▶ _Task statement_: Only a slice of the listing below is wanted. Retype the lines from the one containing "column 1237, row 415" through the one containing "column 290, row 608", exactly, both ends included.

▶ _Task material_:
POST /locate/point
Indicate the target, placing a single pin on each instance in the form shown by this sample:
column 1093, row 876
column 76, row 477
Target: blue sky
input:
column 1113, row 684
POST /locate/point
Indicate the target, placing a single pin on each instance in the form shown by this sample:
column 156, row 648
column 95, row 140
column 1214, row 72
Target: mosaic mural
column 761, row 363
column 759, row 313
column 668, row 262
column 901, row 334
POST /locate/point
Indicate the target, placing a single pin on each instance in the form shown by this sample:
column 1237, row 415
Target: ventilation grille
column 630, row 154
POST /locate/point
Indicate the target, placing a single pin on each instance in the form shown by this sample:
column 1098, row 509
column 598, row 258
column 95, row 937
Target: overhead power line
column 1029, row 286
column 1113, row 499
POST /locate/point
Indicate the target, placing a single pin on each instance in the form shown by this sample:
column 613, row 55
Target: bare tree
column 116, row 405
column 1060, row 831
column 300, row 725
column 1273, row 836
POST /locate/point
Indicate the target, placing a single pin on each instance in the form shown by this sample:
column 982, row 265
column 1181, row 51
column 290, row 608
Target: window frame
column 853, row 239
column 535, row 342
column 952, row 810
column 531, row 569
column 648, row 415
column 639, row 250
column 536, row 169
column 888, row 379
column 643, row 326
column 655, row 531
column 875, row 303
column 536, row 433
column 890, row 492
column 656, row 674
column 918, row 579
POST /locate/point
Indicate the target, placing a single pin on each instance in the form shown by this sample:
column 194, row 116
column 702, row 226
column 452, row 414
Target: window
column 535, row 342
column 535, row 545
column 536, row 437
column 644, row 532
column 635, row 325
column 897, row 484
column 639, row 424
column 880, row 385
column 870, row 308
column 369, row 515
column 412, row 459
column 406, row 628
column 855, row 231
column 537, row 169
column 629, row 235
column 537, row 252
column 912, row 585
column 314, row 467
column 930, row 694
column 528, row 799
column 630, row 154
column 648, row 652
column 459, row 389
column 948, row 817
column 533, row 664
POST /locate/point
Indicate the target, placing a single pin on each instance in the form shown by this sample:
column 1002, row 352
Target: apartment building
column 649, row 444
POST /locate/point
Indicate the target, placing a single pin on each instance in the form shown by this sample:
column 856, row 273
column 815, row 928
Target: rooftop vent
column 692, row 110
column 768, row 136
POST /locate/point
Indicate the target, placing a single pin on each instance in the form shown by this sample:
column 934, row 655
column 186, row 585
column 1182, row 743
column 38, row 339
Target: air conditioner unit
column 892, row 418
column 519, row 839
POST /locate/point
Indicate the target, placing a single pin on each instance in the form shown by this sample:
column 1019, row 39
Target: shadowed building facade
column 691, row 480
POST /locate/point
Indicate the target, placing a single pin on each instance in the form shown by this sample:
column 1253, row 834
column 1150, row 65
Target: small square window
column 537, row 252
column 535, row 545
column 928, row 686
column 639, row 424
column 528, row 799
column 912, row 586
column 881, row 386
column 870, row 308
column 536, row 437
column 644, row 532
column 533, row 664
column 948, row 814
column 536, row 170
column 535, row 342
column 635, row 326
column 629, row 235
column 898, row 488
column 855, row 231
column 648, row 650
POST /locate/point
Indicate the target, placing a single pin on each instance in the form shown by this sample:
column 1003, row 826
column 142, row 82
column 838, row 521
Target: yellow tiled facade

▶ _Output of the exercise_:
column 1237, row 415
Target: ventilation grille
column 630, row 154
POST /locate/point
Indicate the target, placing a single pin on each instance in the form shown by this sample:
column 1098, row 509
column 598, row 258
column 95, row 937
Target: overhead power line
column 1029, row 286
column 1113, row 499
POST /locate/point
Indicate the target, placing a single pin on each instance in the form shown by this sample:
column 613, row 55
Target: bare tree
column 116, row 405
column 1060, row 831
column 300, row 725
column 1273, row 836
POST /locate/point
Indicate the target, placing a single pin on each instance in the form shown by this sample:
column 982, row 265
column 1181, row 51
column 290, row 608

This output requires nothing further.